- _RECORDS FOR THIS TASK_

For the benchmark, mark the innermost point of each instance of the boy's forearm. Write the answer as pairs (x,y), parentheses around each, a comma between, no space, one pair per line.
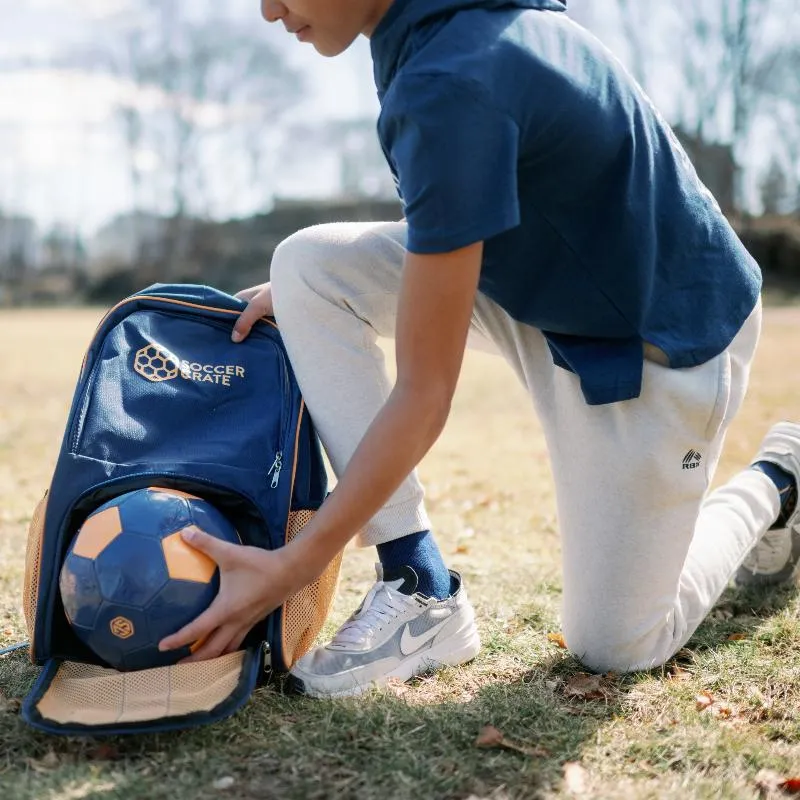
(400,435)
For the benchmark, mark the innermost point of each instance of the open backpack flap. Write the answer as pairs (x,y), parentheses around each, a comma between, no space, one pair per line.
(165,399)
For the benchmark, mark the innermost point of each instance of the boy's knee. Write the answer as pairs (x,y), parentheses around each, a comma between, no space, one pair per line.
(613,648)
(300,260)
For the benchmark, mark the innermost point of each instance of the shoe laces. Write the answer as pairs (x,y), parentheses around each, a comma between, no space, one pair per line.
(381,605)
(771,554)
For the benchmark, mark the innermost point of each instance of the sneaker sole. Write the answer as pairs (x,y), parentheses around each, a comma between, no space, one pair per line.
(787,575)
(448,653)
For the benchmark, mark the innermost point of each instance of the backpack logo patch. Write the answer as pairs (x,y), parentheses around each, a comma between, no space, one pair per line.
(156,364)
(692,460)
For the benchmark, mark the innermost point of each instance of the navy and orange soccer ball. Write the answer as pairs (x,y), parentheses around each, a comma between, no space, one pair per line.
(129,579)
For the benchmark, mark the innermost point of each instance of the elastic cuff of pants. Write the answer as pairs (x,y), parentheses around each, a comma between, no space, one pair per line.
(394,522)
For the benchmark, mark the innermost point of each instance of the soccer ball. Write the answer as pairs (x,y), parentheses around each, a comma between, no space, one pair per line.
(129,579)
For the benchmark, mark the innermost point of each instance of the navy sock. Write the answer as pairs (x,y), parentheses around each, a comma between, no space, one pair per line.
(420,552)
(787,489)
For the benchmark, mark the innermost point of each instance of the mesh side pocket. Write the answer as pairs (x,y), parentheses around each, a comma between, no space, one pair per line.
(304,613)
(86,694)
(33,562)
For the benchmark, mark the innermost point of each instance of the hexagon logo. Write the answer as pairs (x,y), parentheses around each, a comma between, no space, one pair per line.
(122,627)
(155,364)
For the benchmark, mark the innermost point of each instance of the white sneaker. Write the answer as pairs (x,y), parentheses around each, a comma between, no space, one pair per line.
(395,633)
(776,557)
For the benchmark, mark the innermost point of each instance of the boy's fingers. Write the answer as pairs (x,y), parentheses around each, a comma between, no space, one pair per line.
(246,320)
(214,646)
(218,551)
(195,631)
(248,294)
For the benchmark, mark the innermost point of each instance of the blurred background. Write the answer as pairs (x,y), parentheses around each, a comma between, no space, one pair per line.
(145,140)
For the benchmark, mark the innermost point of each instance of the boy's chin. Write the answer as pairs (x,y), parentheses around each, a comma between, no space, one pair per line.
(329,49)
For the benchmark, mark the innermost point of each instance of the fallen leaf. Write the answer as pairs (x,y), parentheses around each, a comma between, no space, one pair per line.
(703,701)
(723,710)
(104,752)
(397,687)
(46,764)
(491,737)
(677,673)
(768,781)
(576,778)
(589,687)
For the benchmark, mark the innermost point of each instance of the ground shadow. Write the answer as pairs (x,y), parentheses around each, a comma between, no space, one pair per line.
(389,746)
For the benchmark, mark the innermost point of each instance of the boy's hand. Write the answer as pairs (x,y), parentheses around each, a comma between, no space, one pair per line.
(259,304)
(253,582)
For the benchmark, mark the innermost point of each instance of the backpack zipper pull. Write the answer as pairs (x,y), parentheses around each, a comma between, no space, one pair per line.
(275,469)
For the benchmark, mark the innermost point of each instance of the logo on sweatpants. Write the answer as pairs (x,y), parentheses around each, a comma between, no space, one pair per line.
(692,460)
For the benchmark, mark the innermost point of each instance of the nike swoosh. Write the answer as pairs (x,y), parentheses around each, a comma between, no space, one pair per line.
(410,644)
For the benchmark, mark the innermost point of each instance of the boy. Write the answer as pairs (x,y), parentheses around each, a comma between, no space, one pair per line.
(549,211)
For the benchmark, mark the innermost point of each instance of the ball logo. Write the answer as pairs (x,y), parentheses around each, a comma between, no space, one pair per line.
(122,627)
(157,364)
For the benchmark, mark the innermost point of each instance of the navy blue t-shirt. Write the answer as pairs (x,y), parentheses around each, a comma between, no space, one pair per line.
(506,122)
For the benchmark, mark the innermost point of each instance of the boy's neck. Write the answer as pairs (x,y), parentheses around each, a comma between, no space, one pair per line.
(378,12)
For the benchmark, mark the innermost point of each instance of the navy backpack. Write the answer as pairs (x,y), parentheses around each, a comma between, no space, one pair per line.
(164,398)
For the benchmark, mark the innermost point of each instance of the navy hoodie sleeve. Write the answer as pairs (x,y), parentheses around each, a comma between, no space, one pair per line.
(454,156)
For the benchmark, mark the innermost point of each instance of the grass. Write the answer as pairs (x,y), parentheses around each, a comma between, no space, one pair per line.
(491,497)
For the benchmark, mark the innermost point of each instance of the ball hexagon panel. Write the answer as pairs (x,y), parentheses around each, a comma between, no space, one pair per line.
(99,530)
(177,604)
(118,629)
(131,570)
(80,591)
(184,563)
(154,514)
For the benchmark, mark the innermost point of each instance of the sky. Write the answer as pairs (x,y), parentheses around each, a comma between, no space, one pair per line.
(62,158)
(61,152)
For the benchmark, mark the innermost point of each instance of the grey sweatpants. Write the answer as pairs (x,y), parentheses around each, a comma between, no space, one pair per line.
(646,550)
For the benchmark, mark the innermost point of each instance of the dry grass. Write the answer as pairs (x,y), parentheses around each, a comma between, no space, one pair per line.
(491,497)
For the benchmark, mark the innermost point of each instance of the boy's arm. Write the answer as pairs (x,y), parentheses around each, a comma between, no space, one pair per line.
(435,307)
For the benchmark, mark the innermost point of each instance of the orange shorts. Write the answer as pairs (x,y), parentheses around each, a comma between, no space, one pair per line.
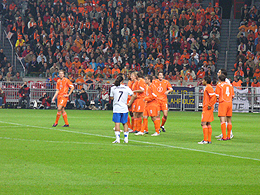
(225,109)
(163,105)
(62,101)
(153,110)
(139,105)
(207,115)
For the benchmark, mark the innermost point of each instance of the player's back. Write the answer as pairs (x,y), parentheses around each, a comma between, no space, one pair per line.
(63,86)
(161,88)
(120,95)
(225,92)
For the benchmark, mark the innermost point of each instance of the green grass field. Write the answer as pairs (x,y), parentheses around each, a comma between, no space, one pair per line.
(38,159)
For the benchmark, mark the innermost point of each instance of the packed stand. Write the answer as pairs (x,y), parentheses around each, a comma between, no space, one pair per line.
(246,67)
(96,40)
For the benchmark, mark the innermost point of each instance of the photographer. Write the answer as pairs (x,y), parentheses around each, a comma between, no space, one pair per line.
(46,101)
(81,99)
(24,93)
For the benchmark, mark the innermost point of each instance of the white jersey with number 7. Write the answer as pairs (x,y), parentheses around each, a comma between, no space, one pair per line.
(120,95)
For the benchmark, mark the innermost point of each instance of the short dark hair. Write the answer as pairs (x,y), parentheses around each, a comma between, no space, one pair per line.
(150,78)
(207,79)
(224,72)
(222,77)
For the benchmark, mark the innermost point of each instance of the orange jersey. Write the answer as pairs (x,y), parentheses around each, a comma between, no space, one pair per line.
(161,88)
(209,98)
(151,97)
(63,86)
(141,86)
(224,92)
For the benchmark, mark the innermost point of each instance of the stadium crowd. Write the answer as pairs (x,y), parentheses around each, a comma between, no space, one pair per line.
(100,38)
(247,62)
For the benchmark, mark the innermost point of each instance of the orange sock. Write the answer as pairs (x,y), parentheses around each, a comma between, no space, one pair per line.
(229,128)
(223,129)
(209,133)
(157,125)
(65,117)
(134,125)
(163,121)
(128,123)
(205,132)
(139,124)
(133,122)
(57,117)
(145,124)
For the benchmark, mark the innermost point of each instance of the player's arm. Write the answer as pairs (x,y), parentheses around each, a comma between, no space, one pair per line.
(55,95)
(71,90)
(213,98)
(169,87)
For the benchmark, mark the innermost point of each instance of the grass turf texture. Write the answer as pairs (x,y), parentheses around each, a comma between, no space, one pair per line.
(38,159)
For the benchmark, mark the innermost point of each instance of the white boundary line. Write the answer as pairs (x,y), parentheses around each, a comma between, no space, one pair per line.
(150,143)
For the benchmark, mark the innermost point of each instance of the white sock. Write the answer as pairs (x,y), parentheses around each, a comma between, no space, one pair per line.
(126,135)
(117,133)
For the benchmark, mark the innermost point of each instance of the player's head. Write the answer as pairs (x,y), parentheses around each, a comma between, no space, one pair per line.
(222,77)
(61,74)
(133,76)
(148,79)
(160,75)
(206,80)
(118,80)
(139,75)
(222,71)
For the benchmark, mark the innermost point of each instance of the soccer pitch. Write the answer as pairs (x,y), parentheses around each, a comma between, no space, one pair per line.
(36,158)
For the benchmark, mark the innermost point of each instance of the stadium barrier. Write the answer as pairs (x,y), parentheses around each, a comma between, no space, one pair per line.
(181,99)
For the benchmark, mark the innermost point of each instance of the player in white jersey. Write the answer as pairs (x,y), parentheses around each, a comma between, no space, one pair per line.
(119,93)
(224,72)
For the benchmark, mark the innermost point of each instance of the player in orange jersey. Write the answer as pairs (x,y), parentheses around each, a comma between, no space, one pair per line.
(63,86)
(225,94)
(209,99)
(152,107)
(130,124)
(163,87)
(138,104)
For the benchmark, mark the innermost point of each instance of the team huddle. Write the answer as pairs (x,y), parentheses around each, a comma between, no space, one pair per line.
(145,97)
(148,98)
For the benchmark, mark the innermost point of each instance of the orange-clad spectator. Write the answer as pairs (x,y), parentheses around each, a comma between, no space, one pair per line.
(76,62)
(239,72)
(201,73)
(257,73)
(255,83)
(115,70)
(80,81)
(68,63)
(78,41)
(237,83)
(107,71)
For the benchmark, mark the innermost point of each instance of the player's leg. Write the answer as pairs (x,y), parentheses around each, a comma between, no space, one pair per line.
(229,127)
(223,128)
(58,113)
(65,117)
(116,119)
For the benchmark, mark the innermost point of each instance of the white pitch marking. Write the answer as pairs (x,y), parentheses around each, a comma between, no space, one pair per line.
(150,143)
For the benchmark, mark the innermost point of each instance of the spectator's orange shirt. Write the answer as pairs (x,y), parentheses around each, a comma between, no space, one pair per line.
(224,92)
(141,85)
(161,88)
(63,86)
(77,64)
(115,70)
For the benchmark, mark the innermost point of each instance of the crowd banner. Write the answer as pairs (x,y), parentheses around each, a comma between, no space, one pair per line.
(176,98)
(240,101)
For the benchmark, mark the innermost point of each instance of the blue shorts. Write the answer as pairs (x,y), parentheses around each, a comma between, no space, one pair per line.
(120,117)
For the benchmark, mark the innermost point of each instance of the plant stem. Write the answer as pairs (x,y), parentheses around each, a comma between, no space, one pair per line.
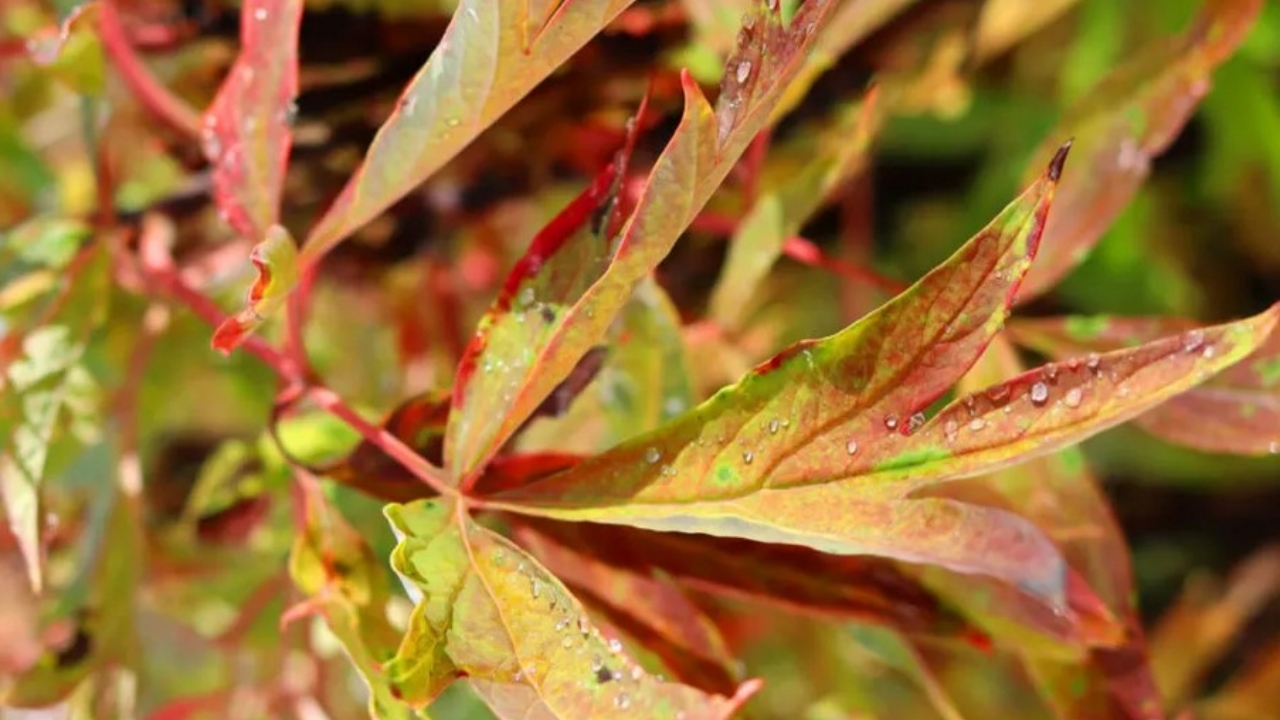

- _SET PROBLEM_
Select and copy every line of the records that contains the string "sweatpants".

- _RESPONSE TO THE TASK_
For the benchmark, mark the innermost point of each instance of the logo on sweatpants. Write the answer as pairs (x,y), parentheses around each, a comma between, no space, one pair per line.
For the benchmark, mark the innermost point of each instance of the grey sweatpants. Write the answer as pairs (x,y), parentheses around each, a comma between, no space, one pair per line.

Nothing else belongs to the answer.